→ Extract:
________________________
3.1.14 Common Review and Approval Procedures

      Development application review shall be discontinued, and development permits shall expire, pursuant to G.S. 143-755 and G.S. 160D-108. For purposes of this section, “development permit” has the meaning set out in G.S. 143-755.

3.1.15 Development Approval

   A development approval shall be in writing and may be provided in print or electronic form; if electronic form is used, then it must be protected from further editing. Unless provided otherwise by law, all rights, privileges, benefits, burdens, and obligations created by development approvals made pursuant to this chapter attach to and run with the land.

3.1.16 Revocation of Development Approval

   If any development approval is revoked pursuant to this Ordinance, the review and approval of the revocation shall follow the same development review and approval process required for issuance of the development approval, including any required notice or hearing. The revocation of a development approval may be appealed pursuant to G.S. 160D-405 and section 3.21 of this Ordinance.
(Ord. No. 04-001, 1-8-04; Ord. No. 05-001, 1-13-05; Ord. No. 06-009, 4-27-06; Ord. No. 2007-04, 3-22-07; Ord. No. 2008-LDO-01, 9-25-08; Ord. No. 2009-LDO-06, 8-13-09; Ord. No. 2010-LDO-05, 12-16-10; Ord. No. 2011-LDO-01, 1-11-11; Ord. No. 2012-LDO-08, 10-11-12; Ord. No. 2013-LDO-02, 6-13-13; Ord. No. 2013-LDO-04, 9-26-13; Ord. No. 2014-LDO-01, 1-9-14; Ord. No. 2014-LDO-02, 6-26-14; Ord. No. 2014-LDO-03, 8-14-14; Ord. No. 2015-LDO-001, 4-21-15; Ord. No. 2017-LDO-01, 1-24-17; Ord. No. 2017-ACT-01, 10-26-17; Ord. No. 2019-LDO-03, 10-10-19; Ord. No. 2020-LDO-01, 5-7-20; Ord. No. 2021-LDO-01, 6-24-21)
________________________
→ Records provided:
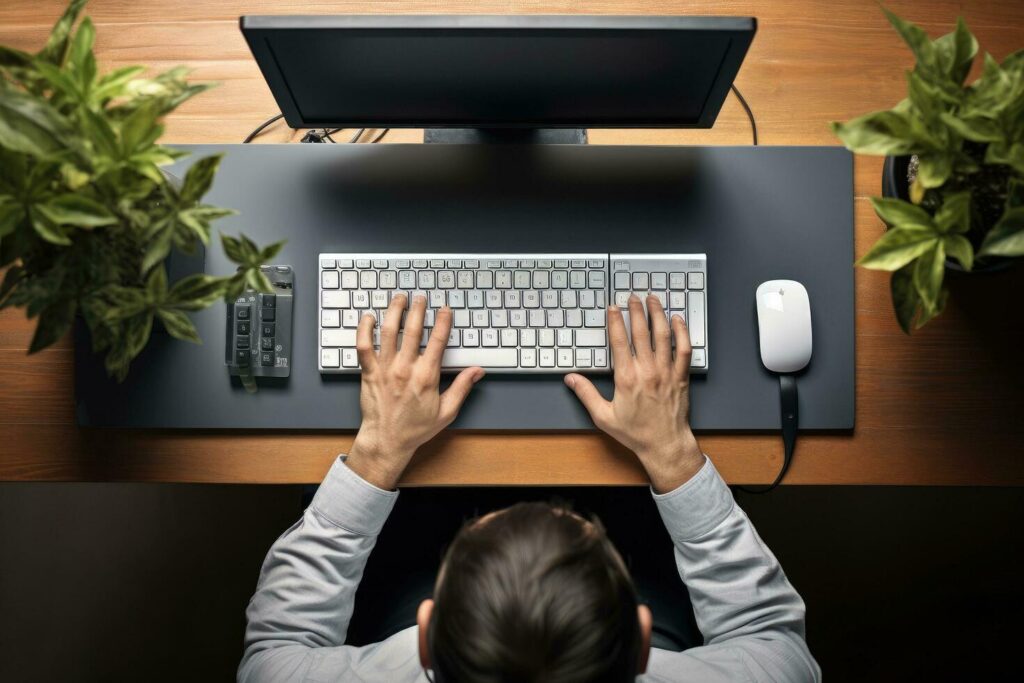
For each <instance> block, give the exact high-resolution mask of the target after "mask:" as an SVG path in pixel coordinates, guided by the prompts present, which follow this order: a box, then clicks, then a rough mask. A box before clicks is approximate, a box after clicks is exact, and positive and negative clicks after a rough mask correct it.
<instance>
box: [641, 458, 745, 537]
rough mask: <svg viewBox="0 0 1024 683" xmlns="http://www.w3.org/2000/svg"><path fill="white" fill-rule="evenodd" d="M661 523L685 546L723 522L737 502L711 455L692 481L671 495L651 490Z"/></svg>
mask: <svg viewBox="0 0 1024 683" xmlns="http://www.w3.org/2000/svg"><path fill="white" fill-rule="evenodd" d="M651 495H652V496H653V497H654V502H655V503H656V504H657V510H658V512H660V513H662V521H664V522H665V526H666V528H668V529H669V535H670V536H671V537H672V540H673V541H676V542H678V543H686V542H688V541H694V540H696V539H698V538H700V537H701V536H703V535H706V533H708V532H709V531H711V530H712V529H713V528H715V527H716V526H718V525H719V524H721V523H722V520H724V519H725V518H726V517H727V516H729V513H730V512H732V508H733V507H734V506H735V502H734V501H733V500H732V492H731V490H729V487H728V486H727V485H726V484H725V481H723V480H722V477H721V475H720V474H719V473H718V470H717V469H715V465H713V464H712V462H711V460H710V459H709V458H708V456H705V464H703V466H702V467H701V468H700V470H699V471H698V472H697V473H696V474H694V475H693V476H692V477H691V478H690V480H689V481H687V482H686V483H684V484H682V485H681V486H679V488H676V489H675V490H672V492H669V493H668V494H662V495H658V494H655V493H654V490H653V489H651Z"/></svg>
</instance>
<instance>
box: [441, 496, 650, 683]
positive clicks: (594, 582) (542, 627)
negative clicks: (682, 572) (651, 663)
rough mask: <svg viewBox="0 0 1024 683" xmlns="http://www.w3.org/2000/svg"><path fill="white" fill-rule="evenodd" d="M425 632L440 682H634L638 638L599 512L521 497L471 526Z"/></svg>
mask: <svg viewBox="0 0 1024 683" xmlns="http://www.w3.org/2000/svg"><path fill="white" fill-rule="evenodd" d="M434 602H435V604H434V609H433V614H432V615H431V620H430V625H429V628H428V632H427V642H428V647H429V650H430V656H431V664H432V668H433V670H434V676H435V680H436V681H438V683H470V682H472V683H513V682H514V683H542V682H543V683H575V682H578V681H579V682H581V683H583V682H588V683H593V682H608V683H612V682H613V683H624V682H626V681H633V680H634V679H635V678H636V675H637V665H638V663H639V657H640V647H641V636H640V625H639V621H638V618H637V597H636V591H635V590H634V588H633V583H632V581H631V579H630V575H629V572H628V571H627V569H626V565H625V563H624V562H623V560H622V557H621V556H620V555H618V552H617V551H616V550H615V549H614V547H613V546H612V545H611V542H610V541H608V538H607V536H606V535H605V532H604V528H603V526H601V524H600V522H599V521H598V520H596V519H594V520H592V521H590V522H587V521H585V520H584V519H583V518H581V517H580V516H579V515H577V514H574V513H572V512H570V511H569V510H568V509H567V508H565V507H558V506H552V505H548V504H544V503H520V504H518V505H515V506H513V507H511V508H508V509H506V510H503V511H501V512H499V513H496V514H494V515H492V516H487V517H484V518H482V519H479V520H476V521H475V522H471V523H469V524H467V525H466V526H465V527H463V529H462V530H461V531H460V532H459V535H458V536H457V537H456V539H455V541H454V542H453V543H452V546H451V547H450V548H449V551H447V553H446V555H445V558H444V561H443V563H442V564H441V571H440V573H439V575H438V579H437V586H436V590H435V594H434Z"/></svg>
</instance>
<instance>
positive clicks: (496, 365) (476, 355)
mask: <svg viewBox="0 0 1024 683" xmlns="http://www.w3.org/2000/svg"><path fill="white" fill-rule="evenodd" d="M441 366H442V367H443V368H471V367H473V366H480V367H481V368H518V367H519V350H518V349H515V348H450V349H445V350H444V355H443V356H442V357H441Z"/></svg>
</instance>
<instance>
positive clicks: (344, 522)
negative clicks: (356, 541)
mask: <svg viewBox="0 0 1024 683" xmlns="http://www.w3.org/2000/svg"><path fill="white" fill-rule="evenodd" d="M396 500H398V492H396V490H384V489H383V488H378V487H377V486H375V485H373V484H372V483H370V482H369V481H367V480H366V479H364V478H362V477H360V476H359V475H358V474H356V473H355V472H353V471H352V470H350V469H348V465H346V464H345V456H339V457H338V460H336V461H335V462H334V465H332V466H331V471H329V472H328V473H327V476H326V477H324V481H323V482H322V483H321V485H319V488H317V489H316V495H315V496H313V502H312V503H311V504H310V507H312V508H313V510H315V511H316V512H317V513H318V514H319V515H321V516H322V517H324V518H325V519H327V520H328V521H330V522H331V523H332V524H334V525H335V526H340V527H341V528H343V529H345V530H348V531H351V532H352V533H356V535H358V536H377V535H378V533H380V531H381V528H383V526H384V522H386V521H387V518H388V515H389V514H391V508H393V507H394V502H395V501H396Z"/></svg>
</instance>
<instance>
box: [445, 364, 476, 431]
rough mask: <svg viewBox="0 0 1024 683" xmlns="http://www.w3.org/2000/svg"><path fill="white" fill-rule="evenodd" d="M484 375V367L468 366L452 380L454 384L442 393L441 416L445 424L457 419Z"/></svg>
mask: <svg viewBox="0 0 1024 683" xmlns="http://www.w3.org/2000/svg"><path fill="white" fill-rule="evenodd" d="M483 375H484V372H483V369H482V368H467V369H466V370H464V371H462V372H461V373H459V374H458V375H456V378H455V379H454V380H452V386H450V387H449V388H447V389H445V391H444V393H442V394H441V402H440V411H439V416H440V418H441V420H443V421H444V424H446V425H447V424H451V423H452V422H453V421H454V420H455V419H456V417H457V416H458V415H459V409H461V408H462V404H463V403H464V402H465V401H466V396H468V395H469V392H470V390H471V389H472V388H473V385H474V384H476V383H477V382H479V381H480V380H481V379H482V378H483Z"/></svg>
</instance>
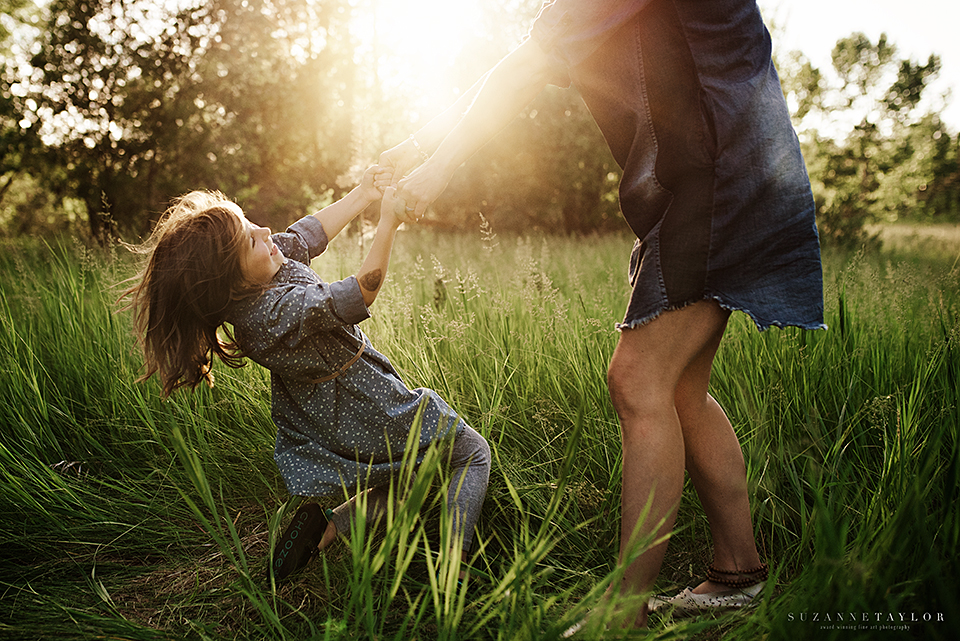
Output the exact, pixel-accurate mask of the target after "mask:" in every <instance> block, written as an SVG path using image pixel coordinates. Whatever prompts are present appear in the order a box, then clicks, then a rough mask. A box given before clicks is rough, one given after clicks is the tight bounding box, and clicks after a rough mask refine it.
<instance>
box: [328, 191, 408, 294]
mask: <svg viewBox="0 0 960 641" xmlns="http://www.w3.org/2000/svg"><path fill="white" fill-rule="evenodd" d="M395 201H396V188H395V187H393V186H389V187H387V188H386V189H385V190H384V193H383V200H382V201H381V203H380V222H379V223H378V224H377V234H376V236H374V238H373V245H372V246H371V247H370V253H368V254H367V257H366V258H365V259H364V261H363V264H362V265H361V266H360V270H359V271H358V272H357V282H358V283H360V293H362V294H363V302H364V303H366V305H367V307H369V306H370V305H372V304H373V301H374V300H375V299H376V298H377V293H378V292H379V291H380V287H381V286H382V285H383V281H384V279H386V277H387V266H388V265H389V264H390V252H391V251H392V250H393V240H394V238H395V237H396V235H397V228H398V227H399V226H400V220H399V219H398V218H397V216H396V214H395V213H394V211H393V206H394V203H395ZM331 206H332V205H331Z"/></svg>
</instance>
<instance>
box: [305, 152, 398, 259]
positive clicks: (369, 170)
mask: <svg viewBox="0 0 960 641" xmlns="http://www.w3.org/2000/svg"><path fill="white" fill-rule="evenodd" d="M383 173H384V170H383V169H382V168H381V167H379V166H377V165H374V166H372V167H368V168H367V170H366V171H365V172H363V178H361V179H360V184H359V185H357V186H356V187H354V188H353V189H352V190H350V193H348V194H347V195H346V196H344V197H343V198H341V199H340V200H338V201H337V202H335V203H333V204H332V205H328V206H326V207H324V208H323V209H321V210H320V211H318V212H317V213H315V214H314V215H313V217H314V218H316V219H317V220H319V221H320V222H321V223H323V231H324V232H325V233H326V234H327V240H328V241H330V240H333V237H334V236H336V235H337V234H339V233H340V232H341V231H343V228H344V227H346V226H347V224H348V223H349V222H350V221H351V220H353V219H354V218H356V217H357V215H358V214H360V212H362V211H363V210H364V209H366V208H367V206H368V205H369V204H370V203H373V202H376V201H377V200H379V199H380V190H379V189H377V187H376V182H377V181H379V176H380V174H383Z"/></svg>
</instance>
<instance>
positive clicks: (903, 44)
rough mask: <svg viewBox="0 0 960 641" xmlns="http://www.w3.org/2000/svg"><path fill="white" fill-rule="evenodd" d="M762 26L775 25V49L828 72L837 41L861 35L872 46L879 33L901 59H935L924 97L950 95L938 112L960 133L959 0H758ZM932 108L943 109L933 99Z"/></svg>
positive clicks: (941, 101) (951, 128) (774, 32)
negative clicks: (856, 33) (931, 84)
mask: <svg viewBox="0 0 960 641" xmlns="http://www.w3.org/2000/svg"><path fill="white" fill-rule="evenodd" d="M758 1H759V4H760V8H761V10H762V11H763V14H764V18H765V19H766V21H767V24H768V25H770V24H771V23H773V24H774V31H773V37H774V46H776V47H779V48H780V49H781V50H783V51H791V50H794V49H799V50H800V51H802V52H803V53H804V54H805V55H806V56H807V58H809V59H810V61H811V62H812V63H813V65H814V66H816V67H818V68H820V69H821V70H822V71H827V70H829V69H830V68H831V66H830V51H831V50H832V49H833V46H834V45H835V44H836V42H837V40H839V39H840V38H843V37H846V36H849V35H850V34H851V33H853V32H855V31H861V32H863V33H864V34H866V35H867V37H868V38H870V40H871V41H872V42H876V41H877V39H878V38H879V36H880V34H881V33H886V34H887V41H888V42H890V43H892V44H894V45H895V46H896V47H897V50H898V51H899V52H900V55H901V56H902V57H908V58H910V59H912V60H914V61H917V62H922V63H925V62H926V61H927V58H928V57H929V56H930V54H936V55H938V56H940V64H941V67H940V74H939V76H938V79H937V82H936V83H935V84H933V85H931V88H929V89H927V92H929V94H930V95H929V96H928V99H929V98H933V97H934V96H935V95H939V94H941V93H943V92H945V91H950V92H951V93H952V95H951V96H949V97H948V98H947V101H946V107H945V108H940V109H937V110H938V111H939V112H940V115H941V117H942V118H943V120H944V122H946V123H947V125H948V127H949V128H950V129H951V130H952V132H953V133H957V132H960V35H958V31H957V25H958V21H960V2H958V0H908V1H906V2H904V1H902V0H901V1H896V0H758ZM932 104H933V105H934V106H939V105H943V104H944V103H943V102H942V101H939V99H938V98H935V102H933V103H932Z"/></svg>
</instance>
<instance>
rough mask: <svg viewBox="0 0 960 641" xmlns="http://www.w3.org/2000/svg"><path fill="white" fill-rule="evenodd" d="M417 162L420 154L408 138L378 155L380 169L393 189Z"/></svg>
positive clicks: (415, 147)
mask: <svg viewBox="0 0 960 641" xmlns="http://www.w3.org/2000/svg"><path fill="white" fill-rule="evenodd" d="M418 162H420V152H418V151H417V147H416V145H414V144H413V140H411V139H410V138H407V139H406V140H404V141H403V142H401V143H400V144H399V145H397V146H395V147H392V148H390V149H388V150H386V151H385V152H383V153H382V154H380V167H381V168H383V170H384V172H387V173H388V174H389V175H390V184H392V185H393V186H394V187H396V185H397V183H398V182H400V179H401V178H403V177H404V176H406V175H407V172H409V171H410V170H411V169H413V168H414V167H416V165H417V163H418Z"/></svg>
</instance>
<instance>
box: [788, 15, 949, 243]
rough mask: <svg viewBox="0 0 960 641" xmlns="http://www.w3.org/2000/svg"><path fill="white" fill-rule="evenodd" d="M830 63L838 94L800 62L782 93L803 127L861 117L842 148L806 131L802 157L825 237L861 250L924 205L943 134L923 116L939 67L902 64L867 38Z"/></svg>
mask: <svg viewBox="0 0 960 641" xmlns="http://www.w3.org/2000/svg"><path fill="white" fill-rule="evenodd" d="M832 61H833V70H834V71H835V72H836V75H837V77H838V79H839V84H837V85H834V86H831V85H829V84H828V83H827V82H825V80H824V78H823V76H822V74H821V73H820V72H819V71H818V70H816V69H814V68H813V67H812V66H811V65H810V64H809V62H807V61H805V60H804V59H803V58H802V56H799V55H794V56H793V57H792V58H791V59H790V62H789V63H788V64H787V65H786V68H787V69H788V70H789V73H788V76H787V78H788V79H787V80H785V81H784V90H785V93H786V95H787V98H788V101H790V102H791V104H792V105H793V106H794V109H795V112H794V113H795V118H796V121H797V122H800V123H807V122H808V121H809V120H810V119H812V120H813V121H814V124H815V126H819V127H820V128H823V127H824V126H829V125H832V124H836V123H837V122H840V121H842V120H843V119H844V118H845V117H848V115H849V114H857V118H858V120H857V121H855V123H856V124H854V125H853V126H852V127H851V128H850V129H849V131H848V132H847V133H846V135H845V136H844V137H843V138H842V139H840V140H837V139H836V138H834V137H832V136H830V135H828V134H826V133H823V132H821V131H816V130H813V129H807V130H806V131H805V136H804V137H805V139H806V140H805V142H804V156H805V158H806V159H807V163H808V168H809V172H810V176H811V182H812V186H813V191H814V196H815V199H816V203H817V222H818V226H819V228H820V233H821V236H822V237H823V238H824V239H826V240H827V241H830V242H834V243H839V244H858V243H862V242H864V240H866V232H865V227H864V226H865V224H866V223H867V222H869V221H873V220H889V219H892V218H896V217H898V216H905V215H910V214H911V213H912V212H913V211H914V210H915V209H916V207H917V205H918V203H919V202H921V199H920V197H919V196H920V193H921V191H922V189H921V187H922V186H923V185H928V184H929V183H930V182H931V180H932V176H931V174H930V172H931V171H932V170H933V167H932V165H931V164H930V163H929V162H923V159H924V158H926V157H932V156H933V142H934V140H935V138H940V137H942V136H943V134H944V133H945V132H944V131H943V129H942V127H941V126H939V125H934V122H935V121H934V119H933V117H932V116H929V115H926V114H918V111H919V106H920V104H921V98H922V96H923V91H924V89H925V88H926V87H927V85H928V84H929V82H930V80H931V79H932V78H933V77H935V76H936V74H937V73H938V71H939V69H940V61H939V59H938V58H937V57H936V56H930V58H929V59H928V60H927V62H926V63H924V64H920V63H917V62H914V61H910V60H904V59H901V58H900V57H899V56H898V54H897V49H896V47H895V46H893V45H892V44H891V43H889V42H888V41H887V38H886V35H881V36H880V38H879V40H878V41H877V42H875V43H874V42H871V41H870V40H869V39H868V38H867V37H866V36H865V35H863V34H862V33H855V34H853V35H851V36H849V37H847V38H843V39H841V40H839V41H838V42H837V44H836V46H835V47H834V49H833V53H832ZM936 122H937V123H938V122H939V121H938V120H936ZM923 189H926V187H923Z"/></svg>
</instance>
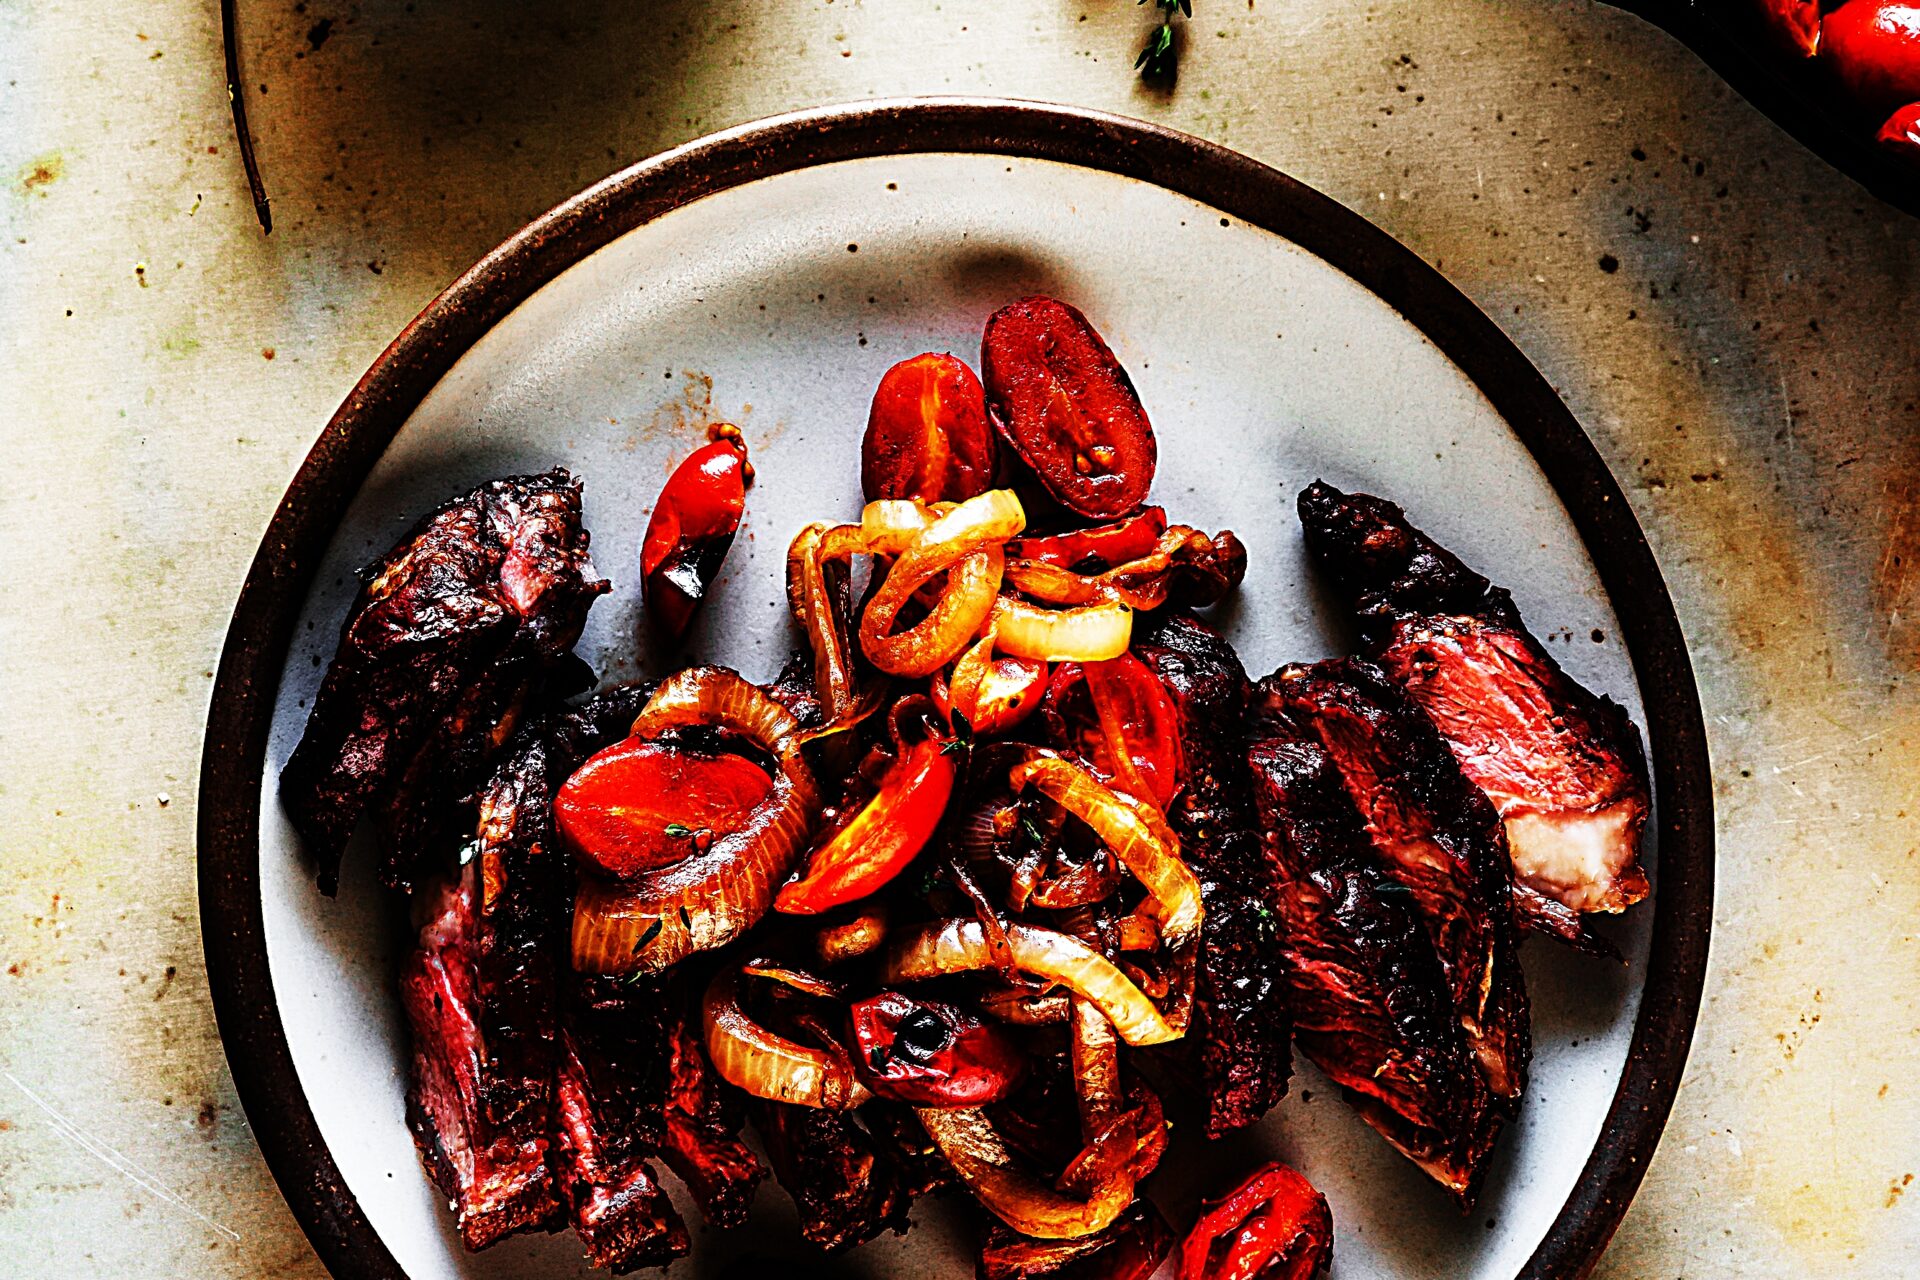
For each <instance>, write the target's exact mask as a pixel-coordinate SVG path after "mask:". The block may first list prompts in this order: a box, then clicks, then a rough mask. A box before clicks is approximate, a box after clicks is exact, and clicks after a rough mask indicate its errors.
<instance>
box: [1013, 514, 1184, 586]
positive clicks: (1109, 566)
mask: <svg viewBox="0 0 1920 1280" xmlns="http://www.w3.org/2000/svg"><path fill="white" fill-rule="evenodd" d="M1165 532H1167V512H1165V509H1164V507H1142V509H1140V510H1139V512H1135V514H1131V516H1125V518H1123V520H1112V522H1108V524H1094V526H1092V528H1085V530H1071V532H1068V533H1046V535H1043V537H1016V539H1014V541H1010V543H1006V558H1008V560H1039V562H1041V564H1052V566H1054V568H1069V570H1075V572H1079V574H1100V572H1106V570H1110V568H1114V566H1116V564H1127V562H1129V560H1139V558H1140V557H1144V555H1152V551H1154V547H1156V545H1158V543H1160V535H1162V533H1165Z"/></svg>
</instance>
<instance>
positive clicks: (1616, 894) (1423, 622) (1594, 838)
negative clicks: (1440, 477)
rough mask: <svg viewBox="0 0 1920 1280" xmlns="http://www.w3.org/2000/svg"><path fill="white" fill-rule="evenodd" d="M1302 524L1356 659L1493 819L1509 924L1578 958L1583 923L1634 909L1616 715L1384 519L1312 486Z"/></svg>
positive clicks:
________________________
→ Task requirements:
a: Arrange the records, from their first line through the line that contains "523L685 546L723 522L737", inclusive, as a numbered list, leaving out blank lines and the picture.
b: Pick up the development approval ordinance text where it stops and continue it.

→ Answers to the tasks:
a:
1. For each <instance> block, give the exact high-resolution mask of the target after "mask:" as an SVG path in pixel coordinates, guided by the prompts present, which follow this order: a box, then clicks, then a rough mask. A box before clicks is approximate, a box after clicks is exact, and positive and negative clicks after a rough mask correct it.
2. <instance>
3. box: [641, 458, 745, 537]
4. rough mask: <svg viewBox="0 0 1024 683" xmlns="http://www.w3.org/2000/svg"><path fill="white" fill-rule="evenodd" d="M661 523L685 546L723 522L737 502L711 455L692 481L671 495L651 490Z"/></svg>

b:
3.2.1 Cosmetic Amendments to the Comprehensive Plan

   The Director of any Town department may make cosmetic amendments to the Comprehensive Plan at any time. The Director may submit a proposed cosmetic amendment to the Town Council for their approval if the Director desires advice and consent from the Council. Cosmetic changes submitted to the Town Council for review do not require a public hearing, public notification, or action by the Planning and Zoning Board.

3.2.2 Regular Review of the Comprehensive Plan

   The Planning Director shall initiate a regular review of the Comprehensive Plan, assisted as necessary by the directors of other Town departments and advisory boards. Such Review shall include an overall assessment of the adequacy and effectiveness of the existing Plan, including identification of new issues not adequately addressed by the Plan, issues which require further study and investigation, suggested improvements, and specific revisions to Plan maps and policies requested by citizens. As a result of a review, the Planning Director may pursue one or more of the following major planning processes:
   (1)   Preparation of a new comprehensive plan;
   (2)   An update to the existing plan such that a new or expanded vision is introduced.
   The major planning processes above shall include opportunities for citizen engagement in plan preparation. Any changes proposed to the Comprehensive Plan as a result of these processes shall follow the review and adoption process for substantive amendments set forth in Section 3.2.4.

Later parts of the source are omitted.